> GOAL
Find and copy every line of the records that contains the word "green".

> SUPPLIED INFORMATION
· · ·

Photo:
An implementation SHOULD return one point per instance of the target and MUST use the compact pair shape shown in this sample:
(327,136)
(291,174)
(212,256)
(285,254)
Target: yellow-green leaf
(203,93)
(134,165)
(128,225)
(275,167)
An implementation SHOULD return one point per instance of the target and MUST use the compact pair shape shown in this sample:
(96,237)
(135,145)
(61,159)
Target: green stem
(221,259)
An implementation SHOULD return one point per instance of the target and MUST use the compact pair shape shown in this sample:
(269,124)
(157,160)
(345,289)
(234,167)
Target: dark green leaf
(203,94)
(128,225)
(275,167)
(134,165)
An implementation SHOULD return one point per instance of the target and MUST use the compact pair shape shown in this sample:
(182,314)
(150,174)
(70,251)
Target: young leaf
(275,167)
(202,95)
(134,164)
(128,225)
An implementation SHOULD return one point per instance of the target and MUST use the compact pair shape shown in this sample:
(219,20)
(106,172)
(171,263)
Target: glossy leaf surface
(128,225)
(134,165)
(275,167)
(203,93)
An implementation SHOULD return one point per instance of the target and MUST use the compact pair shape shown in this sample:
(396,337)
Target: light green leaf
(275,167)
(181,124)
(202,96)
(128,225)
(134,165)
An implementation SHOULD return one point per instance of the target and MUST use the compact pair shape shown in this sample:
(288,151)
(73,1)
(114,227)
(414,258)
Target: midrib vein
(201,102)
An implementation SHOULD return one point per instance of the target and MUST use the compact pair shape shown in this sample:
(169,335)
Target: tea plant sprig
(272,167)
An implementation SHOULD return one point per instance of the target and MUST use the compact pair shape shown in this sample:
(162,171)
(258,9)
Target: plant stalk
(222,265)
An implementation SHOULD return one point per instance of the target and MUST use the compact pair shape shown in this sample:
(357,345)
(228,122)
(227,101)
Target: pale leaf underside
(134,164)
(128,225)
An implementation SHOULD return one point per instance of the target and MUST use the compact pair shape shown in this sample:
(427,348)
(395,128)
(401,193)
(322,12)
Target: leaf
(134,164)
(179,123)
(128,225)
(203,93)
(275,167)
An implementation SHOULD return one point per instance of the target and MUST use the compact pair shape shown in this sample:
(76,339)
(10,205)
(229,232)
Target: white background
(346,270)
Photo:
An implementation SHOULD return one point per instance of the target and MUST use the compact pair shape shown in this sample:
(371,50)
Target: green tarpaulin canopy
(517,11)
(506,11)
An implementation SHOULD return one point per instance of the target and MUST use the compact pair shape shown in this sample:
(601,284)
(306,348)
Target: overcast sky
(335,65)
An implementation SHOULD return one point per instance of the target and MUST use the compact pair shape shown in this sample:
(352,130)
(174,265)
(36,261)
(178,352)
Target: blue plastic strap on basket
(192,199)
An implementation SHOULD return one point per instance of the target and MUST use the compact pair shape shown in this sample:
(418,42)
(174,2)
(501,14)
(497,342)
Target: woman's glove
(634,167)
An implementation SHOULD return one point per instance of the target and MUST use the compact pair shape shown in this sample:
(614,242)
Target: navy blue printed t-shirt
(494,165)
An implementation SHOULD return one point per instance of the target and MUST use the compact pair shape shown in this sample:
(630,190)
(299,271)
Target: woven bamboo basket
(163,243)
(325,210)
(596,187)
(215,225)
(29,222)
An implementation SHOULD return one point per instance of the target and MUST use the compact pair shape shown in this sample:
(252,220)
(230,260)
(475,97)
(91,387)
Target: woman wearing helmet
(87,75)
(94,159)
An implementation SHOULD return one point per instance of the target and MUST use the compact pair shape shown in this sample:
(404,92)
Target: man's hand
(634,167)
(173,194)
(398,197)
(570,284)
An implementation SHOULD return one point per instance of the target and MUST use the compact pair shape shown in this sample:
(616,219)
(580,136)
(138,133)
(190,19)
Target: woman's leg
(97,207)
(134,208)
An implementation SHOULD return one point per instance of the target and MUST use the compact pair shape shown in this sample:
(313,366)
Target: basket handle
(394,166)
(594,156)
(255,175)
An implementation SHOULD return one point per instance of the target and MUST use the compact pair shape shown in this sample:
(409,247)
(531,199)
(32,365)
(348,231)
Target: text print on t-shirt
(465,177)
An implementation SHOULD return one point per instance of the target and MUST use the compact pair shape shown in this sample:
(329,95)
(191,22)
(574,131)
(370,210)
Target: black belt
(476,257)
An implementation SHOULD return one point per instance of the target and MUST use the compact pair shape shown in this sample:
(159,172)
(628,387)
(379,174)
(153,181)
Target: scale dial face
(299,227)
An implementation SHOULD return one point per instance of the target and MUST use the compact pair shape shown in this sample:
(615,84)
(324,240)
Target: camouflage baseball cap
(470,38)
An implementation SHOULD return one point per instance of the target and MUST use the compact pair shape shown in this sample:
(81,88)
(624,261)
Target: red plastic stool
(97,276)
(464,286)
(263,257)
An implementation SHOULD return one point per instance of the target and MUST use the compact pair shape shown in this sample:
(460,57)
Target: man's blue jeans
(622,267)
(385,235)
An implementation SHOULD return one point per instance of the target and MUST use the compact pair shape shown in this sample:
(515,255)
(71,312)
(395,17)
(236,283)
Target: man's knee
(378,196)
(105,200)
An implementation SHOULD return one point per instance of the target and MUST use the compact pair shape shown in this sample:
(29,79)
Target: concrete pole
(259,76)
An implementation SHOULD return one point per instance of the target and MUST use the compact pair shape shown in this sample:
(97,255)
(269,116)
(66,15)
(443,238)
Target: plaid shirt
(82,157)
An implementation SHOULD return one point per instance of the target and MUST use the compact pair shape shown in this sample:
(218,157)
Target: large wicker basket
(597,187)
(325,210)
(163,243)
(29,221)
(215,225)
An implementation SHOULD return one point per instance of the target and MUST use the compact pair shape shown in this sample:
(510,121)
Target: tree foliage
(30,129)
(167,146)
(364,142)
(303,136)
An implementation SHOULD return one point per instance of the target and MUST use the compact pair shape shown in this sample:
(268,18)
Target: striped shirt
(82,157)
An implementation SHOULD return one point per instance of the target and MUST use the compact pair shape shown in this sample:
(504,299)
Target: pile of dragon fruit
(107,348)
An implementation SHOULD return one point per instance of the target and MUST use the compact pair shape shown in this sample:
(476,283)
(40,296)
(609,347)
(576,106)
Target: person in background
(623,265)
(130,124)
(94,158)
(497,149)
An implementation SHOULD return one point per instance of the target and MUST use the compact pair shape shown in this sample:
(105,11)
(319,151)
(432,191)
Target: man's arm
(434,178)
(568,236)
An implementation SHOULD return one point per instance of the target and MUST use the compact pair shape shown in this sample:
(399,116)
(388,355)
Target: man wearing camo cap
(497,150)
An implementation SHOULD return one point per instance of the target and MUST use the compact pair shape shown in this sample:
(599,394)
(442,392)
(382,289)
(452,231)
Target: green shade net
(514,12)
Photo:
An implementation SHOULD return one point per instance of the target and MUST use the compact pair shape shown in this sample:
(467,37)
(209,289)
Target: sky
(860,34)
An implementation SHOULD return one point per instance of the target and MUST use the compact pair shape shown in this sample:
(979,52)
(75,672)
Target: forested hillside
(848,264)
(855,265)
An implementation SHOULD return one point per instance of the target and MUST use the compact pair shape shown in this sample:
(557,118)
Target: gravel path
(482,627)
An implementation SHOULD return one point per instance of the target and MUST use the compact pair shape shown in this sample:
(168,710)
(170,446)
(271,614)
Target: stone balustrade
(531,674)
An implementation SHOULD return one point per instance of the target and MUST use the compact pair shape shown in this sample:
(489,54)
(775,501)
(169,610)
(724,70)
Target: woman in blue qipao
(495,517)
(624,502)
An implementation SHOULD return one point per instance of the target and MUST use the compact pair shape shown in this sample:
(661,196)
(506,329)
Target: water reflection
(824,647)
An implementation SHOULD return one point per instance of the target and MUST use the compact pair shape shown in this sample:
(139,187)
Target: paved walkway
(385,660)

· · ·

> THE SOLUTION
Target: yellow-green leaf
Target: green stem
Target: dark green leaf
Target: light green leaf
Target: green tarpaulin canopy
Target: green shade net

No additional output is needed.